*Page text:*

Thursday, June 24, 2010

Energy Generation in Zero Carbon Britain 2030

This morning, I went over the energy generation sector of the ZCB-2030 report I mentioned yesterday.  This is Chapter 8.  This post has a few graphs to illustrate the major choices made in the scenario.  Some things won't fully make sense until we go over the other sections, but let me try to summarize a few big picture assumptions of the scenario to try to motivate the rest.
  • Try to maintain a roughly similar middle-class lifestyle, with some compromises (eg less meat in the diet and less aviation usage).  But still, people would be living in similar quality warm housing to today, with ample food, readily available personal transportation, hot water, electricity at the flick of a switch, etc).
  • The transportation sector would be largely electrified (primarily via electric cars, but also via increased use of rail, electric scooters, etc).
  • Heat pumps would be heavily used for heat provision.  
  • The electrification of transportation and the use of heat pumps means that electricity demand would roughly double over today's level
  • Various forms of bio-energy (chiefly biogas and biochar) would be used to fill all the gaps.

*Given task 1:* Copy everything in the Zero Carbon Britain post from "This morning, I" down to "electric scooters, etc).".
*Given task 2:*
Using the Zero Carbon Britain post, decide whether each statement agrees with it. Answer yes or no and quote the deciding words.
(a) Electricity demand in the scenario would roughly double over today's level.
(b) The scenario expects people to give up personal transportation.
(c) The energy generation sector is covered in Chapter 8 of the report.
*Given task 3:* Write the next part of the Zero Carbon Britain post, picking up after its final sentence.
The material after this post has no role in the work here.

Point placement records
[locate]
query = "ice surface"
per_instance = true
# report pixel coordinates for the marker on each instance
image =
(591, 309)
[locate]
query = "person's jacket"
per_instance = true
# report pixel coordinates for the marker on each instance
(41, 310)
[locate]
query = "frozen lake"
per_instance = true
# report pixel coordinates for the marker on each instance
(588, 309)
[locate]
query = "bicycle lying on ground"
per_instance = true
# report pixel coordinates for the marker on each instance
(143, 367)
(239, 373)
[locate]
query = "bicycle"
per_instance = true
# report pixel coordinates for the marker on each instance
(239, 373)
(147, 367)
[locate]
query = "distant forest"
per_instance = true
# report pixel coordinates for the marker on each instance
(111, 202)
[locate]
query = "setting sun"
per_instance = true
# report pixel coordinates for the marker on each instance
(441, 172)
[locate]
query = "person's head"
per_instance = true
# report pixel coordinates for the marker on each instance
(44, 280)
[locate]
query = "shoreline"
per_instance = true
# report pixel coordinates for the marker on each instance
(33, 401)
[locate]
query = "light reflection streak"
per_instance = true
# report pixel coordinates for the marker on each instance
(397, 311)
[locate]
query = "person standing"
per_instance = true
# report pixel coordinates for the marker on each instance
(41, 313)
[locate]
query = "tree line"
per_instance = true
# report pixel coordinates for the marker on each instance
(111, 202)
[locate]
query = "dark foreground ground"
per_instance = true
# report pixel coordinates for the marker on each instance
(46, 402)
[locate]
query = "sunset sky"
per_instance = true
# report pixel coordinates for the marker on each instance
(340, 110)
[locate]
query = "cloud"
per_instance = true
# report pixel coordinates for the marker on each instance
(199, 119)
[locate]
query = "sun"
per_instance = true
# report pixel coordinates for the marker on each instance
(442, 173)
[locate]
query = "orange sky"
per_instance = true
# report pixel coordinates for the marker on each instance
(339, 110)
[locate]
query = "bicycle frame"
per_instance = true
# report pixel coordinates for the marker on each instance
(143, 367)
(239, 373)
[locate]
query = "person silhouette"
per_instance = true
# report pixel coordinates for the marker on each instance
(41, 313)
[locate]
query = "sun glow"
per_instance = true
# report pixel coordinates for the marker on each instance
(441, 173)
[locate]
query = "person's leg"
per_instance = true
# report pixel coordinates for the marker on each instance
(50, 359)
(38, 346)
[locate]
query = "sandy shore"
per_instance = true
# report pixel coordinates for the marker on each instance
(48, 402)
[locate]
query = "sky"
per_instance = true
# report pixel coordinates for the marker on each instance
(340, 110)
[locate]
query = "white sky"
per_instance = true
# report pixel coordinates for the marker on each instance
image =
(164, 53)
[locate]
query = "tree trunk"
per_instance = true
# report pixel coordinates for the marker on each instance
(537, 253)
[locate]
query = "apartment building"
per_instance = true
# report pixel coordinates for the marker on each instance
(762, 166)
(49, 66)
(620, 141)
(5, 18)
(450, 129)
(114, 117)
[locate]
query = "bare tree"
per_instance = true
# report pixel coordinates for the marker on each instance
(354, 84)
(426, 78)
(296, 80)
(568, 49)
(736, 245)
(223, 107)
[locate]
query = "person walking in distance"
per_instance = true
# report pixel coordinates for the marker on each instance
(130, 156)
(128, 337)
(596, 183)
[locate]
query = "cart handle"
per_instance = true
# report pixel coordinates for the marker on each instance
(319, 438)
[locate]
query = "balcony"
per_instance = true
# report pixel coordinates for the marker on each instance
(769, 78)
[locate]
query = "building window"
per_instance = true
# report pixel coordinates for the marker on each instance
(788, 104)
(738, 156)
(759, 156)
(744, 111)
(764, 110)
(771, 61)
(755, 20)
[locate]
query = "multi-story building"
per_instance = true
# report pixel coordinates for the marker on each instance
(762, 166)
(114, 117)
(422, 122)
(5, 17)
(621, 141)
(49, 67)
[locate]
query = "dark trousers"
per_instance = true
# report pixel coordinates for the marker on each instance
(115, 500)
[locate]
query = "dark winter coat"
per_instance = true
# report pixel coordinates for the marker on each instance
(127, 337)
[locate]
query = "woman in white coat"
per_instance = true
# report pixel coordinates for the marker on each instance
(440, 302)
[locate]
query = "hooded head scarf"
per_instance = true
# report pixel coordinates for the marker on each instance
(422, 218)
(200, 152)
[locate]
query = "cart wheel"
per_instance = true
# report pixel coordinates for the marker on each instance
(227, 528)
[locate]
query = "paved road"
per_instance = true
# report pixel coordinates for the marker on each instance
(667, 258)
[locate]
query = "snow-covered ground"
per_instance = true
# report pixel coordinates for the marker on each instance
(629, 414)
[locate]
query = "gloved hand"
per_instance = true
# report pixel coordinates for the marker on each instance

*Expected output 1:*
This morning, I went over the energy generation sector of the ZCB-2030 report I mentioned yesterday.  This is Chapter 8.  This post has a few graphs to illustrate the major choices made in the scenario.  Some things won't fully make sense until we go over the other sections, but let me try to summarize a few big picture assumptions of the scenario to try to motivate the rest.
  • Try to maintain a roughly similar middle-class lifestyle, with some compromises (eg less meat in the diet and less aviation usage).  But still, people would be living in similar quality warm housing to today, with ample food, readily available personal transportation, hot water, electricity at the flick of a switch, etc).
  • The transportation sector would be largely electrified (primarily via electric cars, but also via increased use of rail, electric scooters, etc).

*Expected output 2:*
(a) Yes: "electricity demand would roughly double over today's level"
(b) No: "readily available personal transportation"
(c) Yes: "This is Chapter 8."

*Expected output 3:*
  • Energy demand is assumed to be much smoother than today, primarily achieved by charging electric cars at night, and using a lot of thermal storage in buildings, so that heating can primarily be done at night when electricity demand would otherwise be lower, and then allowed to dissipate to the rest of the building during the day.
  • Relatively low levels of energy trade with the rest of the world are assumed (this isn't really necessary to make the zero-carbon part work, but I think reflects a general bias by environmentalists against trade).

 Here is overall delivered energy in this scenario:

As you can see, this relies very heavily on offshore wind.  In particularly, almost three quarters of electricity production is from offshore wind:


This reflects the facts that a) wind is the most mature of the renewable options, and b) Britain has an enormous wind resource, and is a pretty lousy place to put solar power, being too far north.  The 195GW box in this next map is the area that would be required to be covered in wind farms to provide as much power as is called for.  Obviously, it's a lot of wind turbines, but it's certainly a lot less than 100% of the potential resource.


The biggest issue I see with this set of choices is that, because the entirety of Britain can be nearly windless at times, a near-complete duplication of this generation capacity has to be maintained in the bio-electricity sector, and that will have very low utilization (and thus poor economics).  The implications for land-use of so much bioenergy we'll have to look at when we go over that chapter.

2 comments:

  1. Are you aware of Sustainable Energy Without the Hot Air by David Mackay; a very interesting analysis of the UK's non-fossil energy potential?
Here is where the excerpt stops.